# Goal 1:
Answer these questions about the article on big and little software:
(a) Which traditional software systems and platforms does the article name?
(b) Which operating system feature does it mention along with gigabytes of RAM?
(c) What does the article say it is about?
[start of Given text]
Big software / little software

Traditional software systems and platforms (think Twitter, your operating system, the web browser you’re using right now to read this article etc) run on servers and personal computers that have gigabytes of RAM available for developers to use. Mobile phones have reached the point where they also have gigabytes of RAM onboard. Add to this operating system features like virtual memory management and it’s easy to see why developers that are creating software targetting these platforms might tend to treat system resources as limitless to use as they see fit. There are exceptions to this generalization but at the risk of sounding like a ‘get off my lawn’ old git, the hardware that’s available in large systems today can induce a certain level of lazyness in developers - and I include myself here too. Need a string? Declare it and use it without giving it a second thought and move on. It does go further than this too, but this article is about strings so I’ll leave it there.
[end of Given text]
# Goal 2:
From the listing below, output the lines from the one containing "target: wooden play structure" up to and including the one containing "[[[179,181],[183,180],[183,167],[177,167],[177,179],[178,179]]]", reproducing each character for character.
[start of Material for this exercise]
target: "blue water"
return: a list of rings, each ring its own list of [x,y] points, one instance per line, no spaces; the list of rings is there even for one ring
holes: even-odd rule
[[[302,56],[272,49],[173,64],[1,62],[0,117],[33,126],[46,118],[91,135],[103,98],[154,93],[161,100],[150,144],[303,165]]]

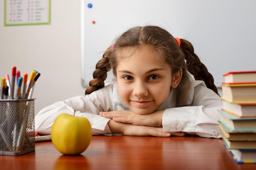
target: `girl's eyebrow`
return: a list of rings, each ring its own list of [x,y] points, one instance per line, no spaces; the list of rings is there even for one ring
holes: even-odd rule
[[[150,70],[149,70],[149,71],[148,71],[146,72],[146,74],[148,74],[148,73],[150,73],[153,72],[153,71],[162,71],[162,70],[164,70],[164,69],[163,68],[153,68],[153,69],[151,69]],[[130,71],[127,71],[127,70],[119,70],[118,72],[121,72],[121,73],[128,73],[132,74],[133,74]]]

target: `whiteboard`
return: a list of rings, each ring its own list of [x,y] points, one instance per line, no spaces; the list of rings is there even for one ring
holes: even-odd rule
[[[227,72],[256,70],[256,7],[254,0],[82,0],[82,85],[116,38],[146,25],[190,42],[217,86]]]

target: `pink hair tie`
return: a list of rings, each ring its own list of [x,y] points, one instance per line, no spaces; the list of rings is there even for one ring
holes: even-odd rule
[[[177,44],[178,44],[178,46],[180,46],[180,38],[178,38],[177,37],[175,37],[174,38],[174,39],[175,40],[176,42],[177,42]]]
[[[114,51],[114,46],[115,46],[115,45],[116,44],[115,42],[114,42],[114,43],[113,43],[113,44],[112,44],[112,46],[111,46],[111,48],[112,49],[112,51]]]

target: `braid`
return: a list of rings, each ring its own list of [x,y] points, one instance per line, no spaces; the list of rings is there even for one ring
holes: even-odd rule
[[[99,89],[105,86],[104,81],[107,78],[108,72],[111,70],[109,62],[109,53],[112,52],[111,47],[104,53],[102,59],[96,64],[96,70],[92,75],[93,79],[89,83],[90,87],[85,90],[85,95]]]
[[[207,88],[220,95],[218,89],[214,85],[213,77],[208,72],[204,64],[201,62],[197,55],[194,53],[192,44],[184,39],[181,39],[181,42],[180,47],[185,55],[188,71],[194,75],[195,79],[203,81]]]

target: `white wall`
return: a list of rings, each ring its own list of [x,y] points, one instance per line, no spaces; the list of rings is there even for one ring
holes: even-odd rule
[[[51,23],[4,26],[0,1],[0,77],[13,66],[41,73],[33,93],[35,113],[56,102],[84,95],[81,74],[80,0],[52,0]]]

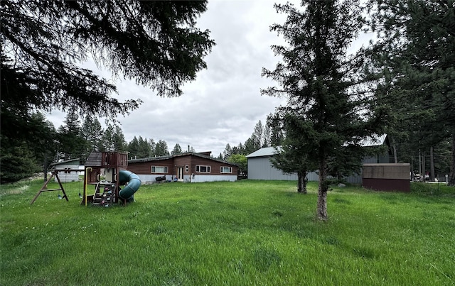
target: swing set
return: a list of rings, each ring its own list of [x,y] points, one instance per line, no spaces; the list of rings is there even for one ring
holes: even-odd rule
[[[122,202],[124,205],[127,202],[134,202],[133,195],[141,186],[141,180],[138,175],[126,170],[127,166],[128,157],[126,153],[92,152],[85,162],[83,170],[70,167],[54,170],[52,175],[44,183],[30,204],[33,204],[44,192],[62,191],[63,196],[59,194],[58,197],[65,198],[68,201],[68,195],[58,176],[60,172],[64,172],[65,174],[84,172],[83,196],[80,194],[80,192],[79,192],[79,197],[82,199],[81,205],[87,206],[87,202],[90,202],[93,206],[109,207],[113,203]],[[105,174],[102,181],[100,180],[102,170]],[[48,189],[48,184],[54,177],[60,187]],[[79,182],[80,184],[80,180]],[[87,194],[87,189],[89,185],[95,186],[92,195]],[[120,185],[125,187],[121,189]]]
[[[60,172],[64,172],[65,174],[69,174],[71,172],[83,172],[83,171],[81,170],[72,170],[70,168],[54,170],[52,172],[52,175],[50,175],[50,177],[49,177],[49,179],[48,179],[48,180],[44,182],[44,185],[43,185],[43,187],[41,187],[41,189],[38,192],[38,193],[36,193],[36,194],[35,195],[35,197],[33,197],[33,199],[31,200],[31,202],[30,203],[30,204],[33,204],[36,200],[36,199],[38,199],[38,197],[40,196],[40,194],[41,194],[41,193],[44,192],[53,192],[53,191],[62,191],[62,192],[63,193],[63,196],[62,197],[60,194],[58,194],[58,198],[65,199],[66,199],[67,202],[69,202],[68,197],[66,194],[66,192],[65,192],[65,189],[63,188],[63,185],[62,185],[62,182],[60,181],[60,177],[58,177],[58,173]],[[49,183],[49,182],[50,182],[52,178],[53,178],[54,177],[55,177],[55,179],[57,179],[57,182],[58,182],[58,185],[60,188],[48,189],[48,184]]]

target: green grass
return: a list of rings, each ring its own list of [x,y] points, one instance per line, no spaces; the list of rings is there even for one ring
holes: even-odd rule
[[[112,208],[80,206],[79,182],[31,205],[41,185],[1,186],[1,285],[455,284],[453,187],[333,187],[321,222],[314,182],[143,185]]]

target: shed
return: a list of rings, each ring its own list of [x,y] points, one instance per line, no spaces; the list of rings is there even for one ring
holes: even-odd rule
[[[377,191],[410,192],[409,163],[363,164],[362,185]]]
[[[365,148],[376,147],[385,145],[390,145],[387,134],[382,136],[373,136],[361,142],[361,145]],[[277,150],[281,149],[281,146],[265,147],[259,149],[252,153],[247,155],[248,159],[248,179],[251,180],[297,180],[297,174],[285,174],[281,170],[275,168],[270,162],[270,159],[277,153]],[[365,158],[363,163],[387,163],[390,160],[390,151],[383,154]],[[359,170],[361,173],[361,170]],[[318,181],[319,176],[317,172],[310,172],[307,174],[306,178],[309,181]],[[353,175],[345,178],[348,182],[353,184],[361,184],[362,177],[360,175]]]

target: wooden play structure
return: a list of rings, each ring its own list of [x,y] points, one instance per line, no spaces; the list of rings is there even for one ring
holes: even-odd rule
[[[92,152],[85,162],[84,169],[84,189],[81,205],[88,203],[93,206],[110,207],[112,204],[122,202],[124,204],[134,201],[134,194],[141,186],[141,180],[136,174],[127,170],[128,156],[126,153]],[[33,204],[43,192],[61,190],[63,197],[68,201],[68,196],[58,177],[59,172],[75,172],[78,170],[55,170],[52,176],[31,201]],[[48,183],[55,177],[60,188],[48,189]],[[125,185],[123,189],[120,186]],[[93,194],[89,194],[90,186],[95,187]]]

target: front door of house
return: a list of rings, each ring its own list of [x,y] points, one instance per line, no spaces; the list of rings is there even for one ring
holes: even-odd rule
[[[179,181],[183,180],[183,167],[177,167],[177,179],[178,179]]]

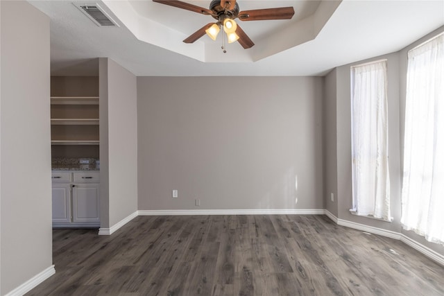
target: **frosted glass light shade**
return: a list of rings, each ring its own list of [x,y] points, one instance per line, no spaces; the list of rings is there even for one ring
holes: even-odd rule
[[[213,24],[212,26],[205,30],[205,33],[211,39],[213,40],[216,40],[216,37],[217,37],[217,34],[219,34],[221,28],[216,24]]]

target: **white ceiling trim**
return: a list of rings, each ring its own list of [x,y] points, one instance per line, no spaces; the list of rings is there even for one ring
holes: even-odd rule
[[[295,21],[274,21],[282,22],[287,26],[269,32],[261,38],[255,38],[253,42],[257,45],[249,49],[235,46],[238,44],[227,44],[227,49],[230,51],[230,55],[221,54],[221,44],[218,42],[220,39],[216,42],[205,42],[203,41],[206,38],[206,36],[204,36],[193,44],[185,44],[182,40],[188,35],[170,28],[167,24],[160,24],[150,19],[150,15],[144,13],[145,11],[149,11],[150,8],[151,10],[159,8],[157,6],[162,4],[153,3],[148,1],[145,3],[146,9],[141,9],[141,11],[137,12],[128,1],[103,0],[103,2],[135,37],[141,41],[200,62],[237,63],[256,62],[315,39],[341,1],[322,1],[314,13]],[[295,1],[287,2],[288,6],[291,6]],[[268,3],[273,6],[273,1],[268,1]],[[142,4],[139,3],[138,6],[140,8]],[[179,8],[169,6],[167,9],[174,11]],[[184,15],[190,15],[189,12],[186,10],[180,12],[182,12]],[[197,13],[191,16],[202,19]],[[207,18],[207,22],[215,21],[211,17],[204,17]],[[255,25],[259,26],[259,23],[262,21],[255,21]],[[242,25],[242,21],[239,23],[239,25]]]

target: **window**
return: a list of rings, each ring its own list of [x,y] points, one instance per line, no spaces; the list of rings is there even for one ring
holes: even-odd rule
[[[387,64],[351,69],[352,213],[391,220],[387,126]]]
[[[444,33],[408,53],[401,223],[444,244]]]

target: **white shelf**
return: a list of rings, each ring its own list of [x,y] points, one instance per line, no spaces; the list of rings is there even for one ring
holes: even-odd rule
[[[99,140],[52,140],[51,145],[99,145]]]
[[[99,105],[99,97],[51,96],[51,105]]]
[[[51,119],[53,125],[99,125],[99,119]]]

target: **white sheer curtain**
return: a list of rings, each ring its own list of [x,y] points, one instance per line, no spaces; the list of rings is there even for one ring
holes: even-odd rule
[[[352,211],[391,220],[386,73],[386,60],[352,68]]]
[[[444,244],[444,34],[408,55],[401,223]]]

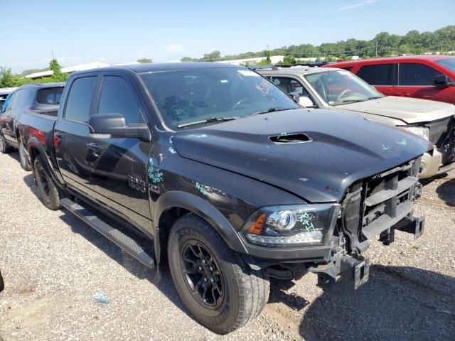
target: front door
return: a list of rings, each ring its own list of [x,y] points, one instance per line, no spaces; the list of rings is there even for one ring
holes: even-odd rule
[[[60,173],[65,183],[77,192],[94,199],[90,186],[92,151],[89,149],[88,119],[92,110],[92,97],[97,76],[76,78],[60,105],[62,117],[55,122],[54,144]]]

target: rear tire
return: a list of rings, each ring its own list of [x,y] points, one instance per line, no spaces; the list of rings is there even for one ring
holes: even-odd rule
[[[8,154],[13,151],[13,147],[11,147],[6,144],[4,137],[1,133],[0,133],[0,153],[2,154]]]
[[[185,305],[208,329],[227,334],[255,318],[269,299],[266,271],[252,270],[201,217],[190,213],[169,235],[171,274]]]
[[[43,167],[44,161],[41,155],[38,155],[33,163],[33,173],[38,193],[44,205],[49,210],[60,210],[60,193],[52,178],[46,172]]]
[[[19,160],[21,161],[21,167],[24,170],[27,170],[28,172],[31,170],[31,167],[30,167],[30,161],[28,161],[28,157],[27,156],[27,153],[26,153],[26,147],[23,146],[23,144],[19,141]]]

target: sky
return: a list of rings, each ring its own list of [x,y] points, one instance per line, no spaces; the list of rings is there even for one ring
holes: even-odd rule
[[[455,24],[455,0],[0,0],[0,65],[14,72],[53,53],[63,66],[168,62]]]

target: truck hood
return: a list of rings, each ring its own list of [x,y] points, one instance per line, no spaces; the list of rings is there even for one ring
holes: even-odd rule
[[[455,105],[417,98],[386,96],[378,99],[337,105],[337,109],[365,112],[397,119],[410,124],[455,115]]]
[[[299,143],[280,142],[296,134],[301,134]],[[183,158],[264,182],[310,202],[339,202],[355,181],[430,148],[414,134],[356,114],[321,109],[213,124],[177,133],[173,144]]]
[end of Material for this exercise]
# Final result 1:
(a) Twitter, your operating system, and the web browser you're using to read the article.
(b) Virtual memory management.
(c) Strings.

# Final result 2:
target: wooden play structure
return: a list of rings, each ring its own list of [x,y] points, one instance per line, no spaces; the list of rings is there even for one ring
holes: even-odd rule
[[[92,152],[85,162],[84,169],[84,189],[81,205],[88,203],[93,206],[110,207],[112,204],[122,202],[124,204],[134,201],[134,194],[141,186],[141,180],[136,174],[127,170],[128,156],[126,153]],[[33,204],[43,192],[61,190],[63,197],[68,201],[68,196],[58,177],[59,172],[75,172],[78,170],[55,170],[52,176],[31,201]],[[48,183],[55,177],[60,188],[48,189]],[[125,185],[123,189],[120,186]],[[93,194],[89,194],[90,186],[95,187]]]

target: front door of house
return: a list of rings, each ring its own list of [x,y] points, one instance per line, no spaces; the list of rings is there even for one ring
holes: even-odd rule
[[[179,181],[183,180],[183,167],[177,167],[177,179],[178,179]]]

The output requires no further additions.